▼▼▼

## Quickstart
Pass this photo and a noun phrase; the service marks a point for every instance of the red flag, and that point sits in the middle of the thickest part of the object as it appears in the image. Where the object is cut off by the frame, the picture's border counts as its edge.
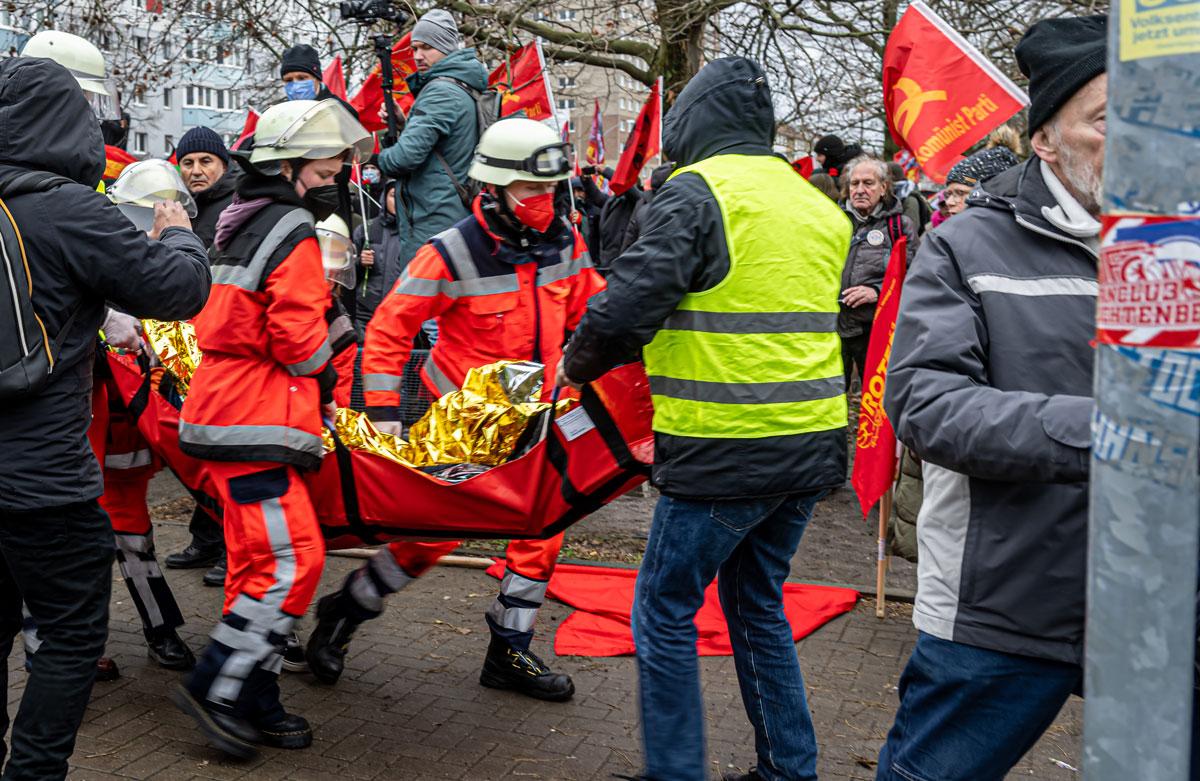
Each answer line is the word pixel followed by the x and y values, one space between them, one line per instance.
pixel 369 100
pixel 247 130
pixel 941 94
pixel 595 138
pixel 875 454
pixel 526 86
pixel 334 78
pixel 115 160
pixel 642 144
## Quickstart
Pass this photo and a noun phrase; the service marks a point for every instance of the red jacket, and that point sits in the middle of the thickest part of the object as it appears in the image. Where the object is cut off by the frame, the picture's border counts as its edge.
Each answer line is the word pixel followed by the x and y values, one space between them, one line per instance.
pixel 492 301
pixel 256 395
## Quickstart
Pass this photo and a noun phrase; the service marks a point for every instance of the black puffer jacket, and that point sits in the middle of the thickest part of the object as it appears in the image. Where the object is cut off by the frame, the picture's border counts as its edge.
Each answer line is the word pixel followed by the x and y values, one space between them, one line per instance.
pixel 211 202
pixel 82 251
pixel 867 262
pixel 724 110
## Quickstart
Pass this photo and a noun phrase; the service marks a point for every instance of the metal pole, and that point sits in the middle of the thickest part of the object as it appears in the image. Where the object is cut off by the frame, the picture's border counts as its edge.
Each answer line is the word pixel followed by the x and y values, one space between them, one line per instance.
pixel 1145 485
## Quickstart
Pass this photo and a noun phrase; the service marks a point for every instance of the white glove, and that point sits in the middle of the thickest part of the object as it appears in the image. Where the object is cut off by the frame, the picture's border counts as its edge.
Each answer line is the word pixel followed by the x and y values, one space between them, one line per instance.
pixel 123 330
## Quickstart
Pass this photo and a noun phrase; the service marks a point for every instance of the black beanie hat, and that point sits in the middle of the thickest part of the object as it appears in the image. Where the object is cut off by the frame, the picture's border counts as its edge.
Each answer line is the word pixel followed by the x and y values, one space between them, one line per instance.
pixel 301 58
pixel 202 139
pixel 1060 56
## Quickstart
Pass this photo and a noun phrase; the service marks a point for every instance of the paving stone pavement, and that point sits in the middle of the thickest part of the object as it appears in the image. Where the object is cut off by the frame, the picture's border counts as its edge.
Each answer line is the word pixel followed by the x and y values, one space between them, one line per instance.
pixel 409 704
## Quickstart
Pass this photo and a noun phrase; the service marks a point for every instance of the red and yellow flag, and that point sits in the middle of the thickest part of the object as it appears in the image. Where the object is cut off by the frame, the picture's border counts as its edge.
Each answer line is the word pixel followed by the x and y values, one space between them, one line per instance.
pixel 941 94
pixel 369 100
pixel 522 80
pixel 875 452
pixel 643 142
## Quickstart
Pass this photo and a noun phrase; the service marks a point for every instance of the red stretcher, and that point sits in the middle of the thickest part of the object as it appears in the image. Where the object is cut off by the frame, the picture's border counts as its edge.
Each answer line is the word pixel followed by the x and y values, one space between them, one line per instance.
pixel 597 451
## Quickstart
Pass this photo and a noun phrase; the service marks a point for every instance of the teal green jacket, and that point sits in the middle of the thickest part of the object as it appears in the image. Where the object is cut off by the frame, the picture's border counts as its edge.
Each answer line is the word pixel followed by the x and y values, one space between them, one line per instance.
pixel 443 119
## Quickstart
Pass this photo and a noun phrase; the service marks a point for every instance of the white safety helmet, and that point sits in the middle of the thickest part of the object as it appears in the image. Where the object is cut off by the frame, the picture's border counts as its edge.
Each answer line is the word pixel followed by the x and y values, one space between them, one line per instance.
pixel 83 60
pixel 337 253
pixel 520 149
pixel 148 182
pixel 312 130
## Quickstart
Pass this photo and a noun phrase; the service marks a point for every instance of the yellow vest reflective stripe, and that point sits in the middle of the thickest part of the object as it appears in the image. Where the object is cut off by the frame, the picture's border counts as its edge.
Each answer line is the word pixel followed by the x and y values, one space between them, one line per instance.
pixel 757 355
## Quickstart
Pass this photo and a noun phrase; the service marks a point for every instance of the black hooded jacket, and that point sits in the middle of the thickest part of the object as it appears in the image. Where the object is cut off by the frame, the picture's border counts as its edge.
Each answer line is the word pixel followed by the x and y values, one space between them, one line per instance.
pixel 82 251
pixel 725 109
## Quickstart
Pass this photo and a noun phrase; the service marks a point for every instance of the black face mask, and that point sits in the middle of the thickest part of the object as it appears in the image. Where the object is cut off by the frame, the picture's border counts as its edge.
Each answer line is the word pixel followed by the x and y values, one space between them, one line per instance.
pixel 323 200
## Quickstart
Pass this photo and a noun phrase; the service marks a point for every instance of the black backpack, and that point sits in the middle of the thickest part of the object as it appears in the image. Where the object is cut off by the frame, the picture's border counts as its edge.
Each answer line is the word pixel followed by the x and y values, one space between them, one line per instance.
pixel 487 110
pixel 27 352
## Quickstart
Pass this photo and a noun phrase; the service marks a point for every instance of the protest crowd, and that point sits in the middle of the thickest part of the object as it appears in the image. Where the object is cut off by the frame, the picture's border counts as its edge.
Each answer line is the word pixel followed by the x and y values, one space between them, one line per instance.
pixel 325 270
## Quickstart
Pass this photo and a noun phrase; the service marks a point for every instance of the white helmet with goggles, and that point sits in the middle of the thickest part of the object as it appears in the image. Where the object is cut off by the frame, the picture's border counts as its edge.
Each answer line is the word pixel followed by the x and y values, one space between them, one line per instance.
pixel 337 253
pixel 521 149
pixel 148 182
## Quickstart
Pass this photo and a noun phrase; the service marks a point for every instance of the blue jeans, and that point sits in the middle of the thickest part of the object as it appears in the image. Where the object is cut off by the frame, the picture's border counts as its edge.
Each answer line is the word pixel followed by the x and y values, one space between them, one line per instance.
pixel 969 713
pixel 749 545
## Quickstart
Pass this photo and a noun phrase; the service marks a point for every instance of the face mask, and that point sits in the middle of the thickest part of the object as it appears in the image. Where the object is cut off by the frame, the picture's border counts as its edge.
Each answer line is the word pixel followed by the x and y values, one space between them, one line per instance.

▲▲▲

» **BRIEF**:
Copy the listing exactly. No images belong in the copy.

» **ANSWER TO THIS PROBLEM**:
## Quickstart
Pass this photo and a noun phrase; the service marks a point for every instance of the red flag, and that point sits in the middle of the thickest part of the object as it appears in the image. Where the object is cut off by the frame, the picture's border counts as its edge.
Each answer line is the word pixel followed by the x and y values, one space between them, one line per instance.
pixel 369 100
pixel 247 130
pixel 941 94
pixel 595 138
pixel 875 454
pixel 526 86
pixel 334 78
pixel 115 160
pixel 642 144
## Quickstart
Pass this photo and a noun phrase; the service marks a point for every instance of the red jacket, and that point sits in the middle of the thickest part of the object as it appears in the image. Where the object is cut off by the frame, the picture's border counts as its edge.
Each answer line is the word pixel followed by the x and y values, one space between them, one line per instance.
pixel 492 301
pixel 256 395
## Quickstart
Pass this photo and a noun phrase; the service marks a point for every instance of the black puffer jacket, and that point sits in the middle of the thickest part of the object as it appears in the image. Where the object is cut off by the frame, the picture's border counts as its edge.
Each answer line is the word pixel followed by the x and y values, one space between them, one line per instance.
pixel 211 202
pixel 82 251
pixel 867 262
pixel 724 110
## Quickstart
Pass this photo and a noun phrase; the service marks a point for every instance of the metal pole, and that point sits in the middle of the thickest part of the object as it appears in the image. Where the object is cut off by the frame, the picture's border counts as its edge.
Each answer line is the word pixel followed by the x and y values, one space between them, one line per instance.
pixel 1145 485
## Quickstart
Pass this photo and a noun phrase; the service marks a point for every instance of the white glove, and that point sits in the middle of the thickest part of the object as it appears in the image. Where the object is cut off by the frame, the picture's border counts as its edge.
Each answer line is the word pixel followed by the x and y values, one space between them, one line per instance.
pixel 123 330
## Quickstart
Pass this photo and a noun phrase; the service marks a point for every instance of the black beanie hat, and that point sits in the middle of the thickest part of the object as it appears in the image. Where the object is cut off by the frame, the picture's border counts as its edge.
Each answer line is the word pixel followed by the x and y values, one space between them, one line per instance.
pixel 301 58
pixel 202 139
pixel 1060 56
## Quickstart
Pass this photo and a noun phrase; the service marks a point for every instance of the paving stone pavement, and that point sits in the middle of the thickest part of the object as it appears in the image. Where the object is cut off by the frame, the picture's border counts as its edge.
Each answer line is the word pixel followed by the x and y values, one space between them, one line per instance.
pixel 409 704
## Quickstart
Pass this photo and a noun phrase; the service marks a point for every instance of the red and yellow flag, and that point sits in the middle of the thickest part of the object as it appears in the image. Where the object is cut off by the frame, the picture's border counts as its edge.
Each answer line is the word pixel followed by the x and y values, one space between them, one line per instance.
pixel 941 94
pixel 369 100
pixel 522 80
pixel 875 452
pixel 643 142
## Quickstart
Pass this photo and a noun phrase; the service marks a point for every instance of the red stretcher, and that point sits in the middle of the thickest part of the object as it appears in the image. Where the object is cut off by the frame, the picture's border counts as its edge.
Each answer line is the word pixel followed by the x and y values, one space between them, one line per instance.
pixel 597 451
## Quickstart
Pass this photo and a noun phrase; the service marks a point for every instance of the teal green jacket, and that point sits in the middle of the thickest part of the object as it appears in the image. Where the object is cut off by the frame, the picture's border counts as its edge.
Each answer line is the word pixel followed by the x and y values, one space between them, one line per instance.
pixel 443 119
## Quickstart
Pass this photo and a noun phrase; the service marks a point for every instance of the white safety helmet, and that point sits in the middle of the thickest part of the object as it appears in the image. Where the object is cut off by the frame, the picture's border counts as its edge.
Each answer line is the word pixel followed by the x and y values, one space between them, one line per instance.
pixel 83 60
pixel 337 253
pixel 520 149
pixel 148 182
pixel 312 130
## Quickstart
Pass this photo and a noun phrase; the service marks a point for every instance of the yellow vest reflective stripe, and that point sits in the middle of the thickest part of the object as it appears in the image. Where the object is cut off by the frame, the picture's border counts as its edge.
Each answer line is the word pixel followed by the x and y values, one space between them, one line per instance.
pixel 757 355
## Quickstart
Pass this photo and a noun phrase; the service marks a point for every instance of the black hooded jacket, and that point sits in the middle of the thickest part of the object as it appears in the image. Where the object is cut off by the frame, the picture's border counts as its edge.
Each answer line is the word pixel followed by the x and y values, one space between them, one line per instance.
pixel 82 251
pixel 725 109
## Quickstart
Pass this photo and a noun phrase; the service marks a point for every instance of the black face mask, and that point sits in the middle of the thickest part of the object as it appears in the image. Where the object is cut off by the frame, the picture's border counts as its edge.
Each answer line is the word pixel followed by the x and y values, one space between them, one line per instance.
pixel 323 200
## Quickstart
Pass this photo and a noun phrase; the service marks a point for every instance of the black backpack, and that point sits in the middle of the thickest part of the object as it appears in the image. Where the object is cut off by the frame, the picture's border counts as its edge.
Each answer line is the word pixel followed by the x and y values, one space between them, one line per instance.
pixel 487 110
pixel 27 352
## Quickstart
Pass this photo and a noun phrase; the service marks a point for every instance of the protest crowd, and that point sits in the middle of the thickest part of the object as it appears in the image. Where the object is cut off by the frame, the picture's border counts as its edge.
Each answer line is the word pixel followed by the x and y values, one space between them, one line per instance.
pixel 325 270
## Quickstart
Pass this photo and a noun phrase; the service marks a point for every instance of the white helmet with goggles, and that point sits in the middle of the thickest part of the object as it appears in the image. Where the object is cut off by the frame, the picture's border counts as its edge.
Each answer line is the word pixel followed by the x and y values, one space between them, one line per instance.
pixel 337 253
pixel 521 149
pixel 148 182
## Quickstart
Pass this photo and a noun phrase; the service marks a point for every instance of the blue jeans, and that point sits in the middle of the thickest part of the object as it appears in the image. Where the object is cut off by the frame, the picture's border counts as its edge.
Each answer line is the word pixel followed by the x and y values, one space between them, one line per instance.
pixel 969 713
pixel 749 545
## Quickstart
Pass this photo and a noun phrase; the service marks a point for every instance of the face mask, and that point sits in the middle of the thickest part of the object as it appears in the image. Where the object is cut off by the frame, the picture's border counts as its edge.
Each answer line is the word pixel followed by the x and y values, one space between them, one line per instance.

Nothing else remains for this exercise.